GIVEN EXERCISE - Replace "point_to" with "mark_points" in the records, starting at the line containing "of the man in" and continuing through the end of the records. Give back only those lines, with nothing else changed.
┄┄┄┄┄┄┄┄┄┄
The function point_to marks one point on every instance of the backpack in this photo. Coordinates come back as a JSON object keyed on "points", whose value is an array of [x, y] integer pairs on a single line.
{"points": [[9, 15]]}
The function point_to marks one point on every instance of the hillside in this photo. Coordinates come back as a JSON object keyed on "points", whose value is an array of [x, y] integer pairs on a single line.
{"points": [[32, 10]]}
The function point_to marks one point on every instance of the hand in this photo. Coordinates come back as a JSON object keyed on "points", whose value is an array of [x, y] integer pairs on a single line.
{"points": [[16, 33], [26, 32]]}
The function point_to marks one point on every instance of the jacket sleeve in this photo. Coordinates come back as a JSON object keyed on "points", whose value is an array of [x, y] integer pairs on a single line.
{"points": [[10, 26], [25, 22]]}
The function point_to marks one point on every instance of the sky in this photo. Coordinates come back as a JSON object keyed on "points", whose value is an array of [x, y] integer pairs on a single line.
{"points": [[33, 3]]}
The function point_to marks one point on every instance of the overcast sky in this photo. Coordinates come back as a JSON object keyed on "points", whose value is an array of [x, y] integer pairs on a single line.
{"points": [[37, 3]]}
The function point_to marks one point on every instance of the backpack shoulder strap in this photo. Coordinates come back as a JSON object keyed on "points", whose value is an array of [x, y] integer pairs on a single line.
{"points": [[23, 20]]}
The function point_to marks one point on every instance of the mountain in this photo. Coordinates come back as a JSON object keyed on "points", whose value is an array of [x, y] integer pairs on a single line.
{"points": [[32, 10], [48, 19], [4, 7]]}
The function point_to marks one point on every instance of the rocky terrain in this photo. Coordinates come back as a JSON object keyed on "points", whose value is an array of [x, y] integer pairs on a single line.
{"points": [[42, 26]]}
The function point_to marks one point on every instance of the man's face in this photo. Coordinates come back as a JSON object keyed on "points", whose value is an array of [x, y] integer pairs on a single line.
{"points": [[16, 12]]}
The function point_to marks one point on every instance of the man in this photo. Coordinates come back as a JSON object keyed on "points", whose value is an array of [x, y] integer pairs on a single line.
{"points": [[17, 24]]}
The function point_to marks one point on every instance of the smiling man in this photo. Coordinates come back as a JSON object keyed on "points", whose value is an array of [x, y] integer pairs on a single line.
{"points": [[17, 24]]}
┄┄┄┄┄┄┄┄┄┄
ANSWER TO THIS PROBLEM -
The function mark_points marks one point on every instance of the man in this photo. Coordinates come back as a JSON object keyed on "points", whose value is an array of [x, y] integer pairs on a single line.
{"points": [[17, 24]]}
The function mark_points marks one point on every instance of the smiling man in this photo. Coordinates come back as a JSON object keyed on "points", whose value is an array of [x, y] integer pairs on a single line.
{"points": [[17, 24]]}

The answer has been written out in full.